Source document>
★ ★ ★
Distal limb infections in captive nondomestic species can be challenging to manage for both biological and logistic reasons. With severe infections, blood flow to and perfusion of tissues in distal limb segments may be decreased, thus limiting the effectiveness of systemic antimicrobial drugs. Frequent topical therapy and daily administration of oral medications may not be possible due to logistic and compliance issues. Intravenous regional perfusion (IRP) may be a useful technique in these species because although it requires immobilization, it does not require daily handling and does not rely on cooperation of the patient. This technique is used in human6 and domestic animal4,5,10,15 medicine, because it has the advantage of achieving high local concentrations of antimicrobial drugs that cannot be attained with systemic routes of administration. This paper describes the use of IRP for the successful resolution of distal limb bacterial infections in two unrelated species.
A 14-kg, 10-yr-old male swamp wallaby (Wallabia bicolor) housed at a zoological institution presented to the University of Florida Veterinary Medical Teaching Hospital (UFVMTH) for a swollen right foot and progressive lameness. The foot had been swollen for approximately 3 wk and had been treated by the UF zoological medicine field service 11 days prior to presentation with topical povidone-iodine and a single dose of i.m. procaine penicillin G (Fort Dodge Laboratories, Fort Dodge, Iowa 50501, USA). The animal's caretaker reported that 2 days prior to presentation, the foot seemed more swollen and the wallaby had stopped bearing weight on the foot. This animal had a previous history (1 yr prior to this episode) of a bony swelling on the right mandible, consistent with “lumpy jaw,” and this was treated successfully with surgical debridement and oral azithromycin (Pfizer Animal Health, Exton, Pennsylvania 19341, USA).
★ ★ ★
Stored dataset items
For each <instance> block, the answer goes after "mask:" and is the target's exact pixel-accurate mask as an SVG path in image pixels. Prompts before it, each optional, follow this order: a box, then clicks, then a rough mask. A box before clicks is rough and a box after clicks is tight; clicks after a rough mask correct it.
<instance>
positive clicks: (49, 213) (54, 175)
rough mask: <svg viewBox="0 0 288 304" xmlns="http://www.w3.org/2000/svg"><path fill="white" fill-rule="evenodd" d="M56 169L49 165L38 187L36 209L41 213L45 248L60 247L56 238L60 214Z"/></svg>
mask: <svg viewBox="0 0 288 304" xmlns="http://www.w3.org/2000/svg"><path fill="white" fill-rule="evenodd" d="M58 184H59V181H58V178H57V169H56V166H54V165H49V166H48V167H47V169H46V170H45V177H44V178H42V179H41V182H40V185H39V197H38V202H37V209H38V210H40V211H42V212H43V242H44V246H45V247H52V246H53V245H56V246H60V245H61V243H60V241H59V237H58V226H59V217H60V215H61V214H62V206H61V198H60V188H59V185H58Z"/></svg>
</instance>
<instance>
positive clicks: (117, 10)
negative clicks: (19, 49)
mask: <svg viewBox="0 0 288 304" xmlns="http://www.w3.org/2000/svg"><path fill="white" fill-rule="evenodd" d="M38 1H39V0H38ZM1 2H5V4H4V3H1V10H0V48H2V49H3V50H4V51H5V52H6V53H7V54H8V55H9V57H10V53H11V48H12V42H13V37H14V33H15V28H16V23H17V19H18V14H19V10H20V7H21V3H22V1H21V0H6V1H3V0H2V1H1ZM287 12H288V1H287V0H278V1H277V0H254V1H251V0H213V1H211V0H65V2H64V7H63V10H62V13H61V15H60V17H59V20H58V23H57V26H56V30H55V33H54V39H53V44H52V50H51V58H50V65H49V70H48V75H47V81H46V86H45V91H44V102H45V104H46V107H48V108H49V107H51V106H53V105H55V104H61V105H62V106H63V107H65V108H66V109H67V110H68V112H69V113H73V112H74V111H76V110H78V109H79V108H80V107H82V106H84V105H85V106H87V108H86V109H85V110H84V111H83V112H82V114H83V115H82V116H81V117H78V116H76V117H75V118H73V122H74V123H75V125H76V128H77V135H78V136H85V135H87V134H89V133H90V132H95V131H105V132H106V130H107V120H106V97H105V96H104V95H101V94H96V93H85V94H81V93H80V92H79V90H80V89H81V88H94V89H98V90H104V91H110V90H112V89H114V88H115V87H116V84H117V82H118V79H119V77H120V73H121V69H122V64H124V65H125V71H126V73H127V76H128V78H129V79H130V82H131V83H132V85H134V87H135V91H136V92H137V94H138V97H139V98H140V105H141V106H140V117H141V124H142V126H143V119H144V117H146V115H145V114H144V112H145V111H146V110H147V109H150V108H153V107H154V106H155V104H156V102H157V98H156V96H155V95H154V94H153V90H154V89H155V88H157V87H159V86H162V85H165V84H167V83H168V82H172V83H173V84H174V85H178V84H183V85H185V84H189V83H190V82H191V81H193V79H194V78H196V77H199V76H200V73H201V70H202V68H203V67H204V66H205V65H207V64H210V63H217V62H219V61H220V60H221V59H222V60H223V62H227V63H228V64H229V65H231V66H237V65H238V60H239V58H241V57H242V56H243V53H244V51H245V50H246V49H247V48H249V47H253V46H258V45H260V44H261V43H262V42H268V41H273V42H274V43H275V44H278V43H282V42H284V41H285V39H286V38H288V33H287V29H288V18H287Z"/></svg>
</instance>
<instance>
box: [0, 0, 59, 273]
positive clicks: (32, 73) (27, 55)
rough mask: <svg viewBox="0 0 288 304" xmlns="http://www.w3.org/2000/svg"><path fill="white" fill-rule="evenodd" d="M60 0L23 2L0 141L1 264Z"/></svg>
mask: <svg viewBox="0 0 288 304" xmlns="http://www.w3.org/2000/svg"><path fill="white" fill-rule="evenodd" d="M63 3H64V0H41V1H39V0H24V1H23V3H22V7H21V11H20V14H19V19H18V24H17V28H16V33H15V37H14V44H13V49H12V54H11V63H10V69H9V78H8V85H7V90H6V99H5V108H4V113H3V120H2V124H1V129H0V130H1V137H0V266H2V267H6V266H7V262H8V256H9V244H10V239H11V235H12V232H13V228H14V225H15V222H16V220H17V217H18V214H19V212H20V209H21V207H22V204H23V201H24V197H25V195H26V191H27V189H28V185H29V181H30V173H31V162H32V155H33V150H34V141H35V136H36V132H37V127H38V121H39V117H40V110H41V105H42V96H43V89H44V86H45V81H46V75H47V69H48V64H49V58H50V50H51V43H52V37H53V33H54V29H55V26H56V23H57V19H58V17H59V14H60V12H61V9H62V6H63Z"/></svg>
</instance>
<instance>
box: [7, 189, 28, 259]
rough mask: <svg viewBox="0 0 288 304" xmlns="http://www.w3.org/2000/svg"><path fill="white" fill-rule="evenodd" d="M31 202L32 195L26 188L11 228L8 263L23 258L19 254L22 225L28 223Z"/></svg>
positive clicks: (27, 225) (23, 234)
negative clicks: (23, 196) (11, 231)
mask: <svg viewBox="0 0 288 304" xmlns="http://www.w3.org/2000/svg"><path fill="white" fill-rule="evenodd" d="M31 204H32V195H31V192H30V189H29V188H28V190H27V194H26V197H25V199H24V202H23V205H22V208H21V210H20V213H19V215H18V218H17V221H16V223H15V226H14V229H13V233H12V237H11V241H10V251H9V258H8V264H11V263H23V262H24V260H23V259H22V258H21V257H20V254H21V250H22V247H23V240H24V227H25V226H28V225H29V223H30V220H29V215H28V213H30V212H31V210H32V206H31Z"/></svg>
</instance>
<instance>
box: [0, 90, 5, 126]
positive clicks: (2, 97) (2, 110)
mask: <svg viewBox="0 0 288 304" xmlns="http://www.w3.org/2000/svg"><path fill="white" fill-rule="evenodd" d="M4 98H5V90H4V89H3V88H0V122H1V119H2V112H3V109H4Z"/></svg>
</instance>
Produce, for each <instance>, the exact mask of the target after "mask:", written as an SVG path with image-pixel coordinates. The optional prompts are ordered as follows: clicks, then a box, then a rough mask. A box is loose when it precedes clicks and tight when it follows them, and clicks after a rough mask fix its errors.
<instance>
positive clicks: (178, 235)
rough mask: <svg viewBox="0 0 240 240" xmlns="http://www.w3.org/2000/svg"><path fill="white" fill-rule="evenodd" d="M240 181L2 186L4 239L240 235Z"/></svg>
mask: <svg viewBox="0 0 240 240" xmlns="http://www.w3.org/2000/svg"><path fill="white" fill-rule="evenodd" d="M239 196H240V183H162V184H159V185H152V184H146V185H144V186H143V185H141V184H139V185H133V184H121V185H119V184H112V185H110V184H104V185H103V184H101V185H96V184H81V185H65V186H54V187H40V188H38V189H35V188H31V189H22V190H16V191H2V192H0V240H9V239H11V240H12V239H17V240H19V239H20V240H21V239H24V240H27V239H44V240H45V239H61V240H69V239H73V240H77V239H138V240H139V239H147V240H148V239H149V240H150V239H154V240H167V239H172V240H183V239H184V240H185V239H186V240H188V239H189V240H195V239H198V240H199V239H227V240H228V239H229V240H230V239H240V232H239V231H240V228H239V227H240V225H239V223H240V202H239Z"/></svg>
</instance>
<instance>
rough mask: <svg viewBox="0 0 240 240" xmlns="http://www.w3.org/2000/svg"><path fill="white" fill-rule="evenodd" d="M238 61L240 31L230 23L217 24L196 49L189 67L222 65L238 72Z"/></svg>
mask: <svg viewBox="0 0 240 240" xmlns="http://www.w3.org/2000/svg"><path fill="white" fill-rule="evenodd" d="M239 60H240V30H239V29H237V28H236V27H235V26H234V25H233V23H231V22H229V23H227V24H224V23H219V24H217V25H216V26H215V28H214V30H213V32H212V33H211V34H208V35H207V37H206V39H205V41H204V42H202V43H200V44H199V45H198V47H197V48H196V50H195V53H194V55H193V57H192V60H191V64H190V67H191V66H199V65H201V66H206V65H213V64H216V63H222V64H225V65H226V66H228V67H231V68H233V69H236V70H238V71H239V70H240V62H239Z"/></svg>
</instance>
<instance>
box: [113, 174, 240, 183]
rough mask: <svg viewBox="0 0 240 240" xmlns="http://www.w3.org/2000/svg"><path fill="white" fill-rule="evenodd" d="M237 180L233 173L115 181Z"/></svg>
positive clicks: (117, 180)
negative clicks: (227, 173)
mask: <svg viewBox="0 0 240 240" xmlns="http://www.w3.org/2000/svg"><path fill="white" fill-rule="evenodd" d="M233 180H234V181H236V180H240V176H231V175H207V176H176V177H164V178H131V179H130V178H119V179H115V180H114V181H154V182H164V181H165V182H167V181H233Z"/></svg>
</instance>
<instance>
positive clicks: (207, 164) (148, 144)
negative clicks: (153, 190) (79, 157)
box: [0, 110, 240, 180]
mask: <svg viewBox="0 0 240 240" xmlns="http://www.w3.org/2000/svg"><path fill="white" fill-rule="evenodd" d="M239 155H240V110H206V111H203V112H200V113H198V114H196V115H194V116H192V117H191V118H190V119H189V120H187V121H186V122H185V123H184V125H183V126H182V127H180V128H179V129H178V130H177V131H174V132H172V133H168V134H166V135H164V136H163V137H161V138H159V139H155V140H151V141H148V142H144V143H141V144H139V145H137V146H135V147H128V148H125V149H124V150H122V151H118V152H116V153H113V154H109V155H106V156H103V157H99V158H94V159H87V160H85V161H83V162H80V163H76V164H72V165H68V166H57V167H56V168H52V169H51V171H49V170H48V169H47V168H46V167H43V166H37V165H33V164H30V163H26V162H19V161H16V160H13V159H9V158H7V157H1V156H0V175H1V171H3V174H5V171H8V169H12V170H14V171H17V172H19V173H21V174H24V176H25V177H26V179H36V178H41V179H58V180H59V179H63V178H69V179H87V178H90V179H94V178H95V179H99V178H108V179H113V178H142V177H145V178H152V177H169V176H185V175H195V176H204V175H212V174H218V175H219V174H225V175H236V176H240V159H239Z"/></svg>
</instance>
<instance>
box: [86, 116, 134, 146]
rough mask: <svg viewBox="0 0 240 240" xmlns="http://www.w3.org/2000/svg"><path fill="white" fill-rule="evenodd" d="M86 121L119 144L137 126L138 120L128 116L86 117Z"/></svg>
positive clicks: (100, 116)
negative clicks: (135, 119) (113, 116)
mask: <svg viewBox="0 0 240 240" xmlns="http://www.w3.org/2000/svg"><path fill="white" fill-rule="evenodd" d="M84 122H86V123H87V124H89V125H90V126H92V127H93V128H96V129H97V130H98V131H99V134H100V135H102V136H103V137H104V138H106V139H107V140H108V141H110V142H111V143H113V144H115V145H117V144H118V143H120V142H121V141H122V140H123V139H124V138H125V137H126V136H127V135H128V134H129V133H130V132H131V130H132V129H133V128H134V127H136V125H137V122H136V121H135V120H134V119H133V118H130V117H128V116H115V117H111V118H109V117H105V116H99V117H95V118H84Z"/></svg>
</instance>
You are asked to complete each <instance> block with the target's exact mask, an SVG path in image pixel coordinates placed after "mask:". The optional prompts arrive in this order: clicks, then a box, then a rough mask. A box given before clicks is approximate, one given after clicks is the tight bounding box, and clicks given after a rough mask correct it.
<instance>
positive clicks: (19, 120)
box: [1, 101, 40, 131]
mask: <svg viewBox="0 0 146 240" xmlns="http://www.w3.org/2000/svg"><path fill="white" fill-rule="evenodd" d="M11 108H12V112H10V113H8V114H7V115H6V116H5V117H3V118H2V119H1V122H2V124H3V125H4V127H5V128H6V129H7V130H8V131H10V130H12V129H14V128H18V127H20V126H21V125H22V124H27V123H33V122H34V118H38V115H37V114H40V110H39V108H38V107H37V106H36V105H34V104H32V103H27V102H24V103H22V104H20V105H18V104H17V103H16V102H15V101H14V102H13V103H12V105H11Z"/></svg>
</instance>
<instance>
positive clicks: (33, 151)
★ ★ ★
What this exercise asks>
**1)** Name every drug that the case report on distal limb infections says was given to the swamp wallaby.
**2)** Pick up the case report on distal limb infections in nondomestic species right after its final sentence and continue it.

Answer section>
**1)** Povidone-iodine, procaine penicillin G, and azithromycin.

**2)**
The wallaby was anesthetized with ketamine (Fort Dodge Laboratories, Fort Dodge, Iowa 50501, USA) 50 mg, medetomidine (Pfizer Animal Health, Exton, Pennsylvania 19341, USA) 0.72 mg, and midazolam (Abbott Laboratories, North Chicago, Illinois 60064, USA) 0.7 mg i.m., followed by endotracheal intubation and maintenance on isoflurane (Abbott Laboratories, North Chicago, Illinois 60064, USA). Physical examination findings confirmed swollen toes on the right foot, with maximal swelling around the fourth digit. Radiographs of the right foot revealed focal soft tissue swelling surrounding the distal interphalangeal joint of the fourth digit as well as mineralization in the soft tissues, consistent with chronic osteomyelitis. An indwelling i.v. catheter was placed aseptically, and blood was submitted for complete blood count (CBC), biochemistry panel, and culture. Metronidazole (Hospira Healthcare, Saint Laurent QC H4M 2X6, Canada) therapy was instituted at 420 mg i.v. b.i.d. for 2 days. The CBC revealed a mild anemia (packed cell volume (PCV) 30, reference range 44.9 ± 7.2; red blood cell count (RBC) 4.67 × 106/ mcl, reference range 6.72 ± 0.91; hemoglobin 11.4, reference range 15.5 ± 3.0 g/dl).9 No other abnormalities were found and the blood culture was negative.
The following day the wallaby was anesthetized again for surgical exploration and debridement of the foot. The distal phalanx of the fourth digit appeared necrotic and therefore was amputated. The surgical site was debrided, flushed copiously, and bandaged. Tissue was submitted for aerobic and anaerobic culture as well as histopathology. Therapy with azithromycin (125 mg p.o. s.i.d.) and meloxicam (Metacam, Merial Ltd., Duluth, Georgia 30096, USA) (2.3 mg p.o. s.i.d.) was initiated the next morning. The aerobic culture grew a mixture of Streptococcus, Staphylococcus, Escherichia coli, and Corynebacterium organisms; only the E. coli isolate was assessed for susceptibility and was sensitive to all antibiotics tested. Unfortunately, the anaerobic culture was lost. Histopathologic analysis of the tissue confirmed the clinical diagnosis of chronic osteomyelitis.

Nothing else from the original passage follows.